_Written instruction_:
Reproduce word for word the passage below about Mori, Kayla, and their newborn daughter, beginning at the words "In April, Mori" and stopping after "the ceiling fan.".

* start Excerpt provided *

In April, Mori and Kayla’s daughter was born. They named her Nahar, “river” in both Hebrew and Arabic. Like some mysterious traveler in a Marquez novel, she can alter the flow of time, speeding it up impossibly fast, or stopping it altogether for a while. Mori and Kayla pass her back and forth every couple of hours, allowing the other to work or, mercifully, sleep. Mori is amazed how, even before his two hours of freedom are up, he begins to miss his daughter. Someday, Nahar’s favorite thing in the whole world might be books, or even her father. For now, though, it’s the ceiling fan.
The family home is white brick, half 19th-century Colonial, half 1960s modernist renovation. A floating staircase descends into an expansive, warm-wood living room. Guests, neighbors, and housemates drift in and out of the wide doors that lead to the backyard; someone is always staying over. There’s a vegetable garden and a chicken coop, and the overhanging trees are impossibly green.
Kayla and Mori serve Shabbat dinner at the same table where Mori sat as a kid. Zucchini parmesan with ricotta, melon salad with herbs from the garden, peaches and tomatoes, focaccia from the local bakery. They light the candles and bless the wine. They break the bread and sing the songs. “Shalom aleichem malakhei hashalom.”

* end Excerpt provided *
* start Material supplied *

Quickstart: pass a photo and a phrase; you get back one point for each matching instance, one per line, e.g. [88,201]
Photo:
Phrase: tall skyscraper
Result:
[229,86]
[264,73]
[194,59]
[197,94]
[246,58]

* end Material supplied *

_Solution_:
In April, Mori and Kayla’s daughter was born. They named her Nahar, “river” in both Hebrew and Arabic. Like some mysterious traveler in a Marquez novel, she can alter the flow of time, speeding it up impossibly fast, or stopping it altogether for a while. Mori and Kayla pass her back and forth every couple of hours, allowing the other to work or, mercifully, sleep. Mori is amazed how, even before his two hours of freedom are up, he begins to miss his daughter. Someday, Nahar’s favorite thing in the whole world might be books, or even her father. For now, though, it’s the ceiling fan.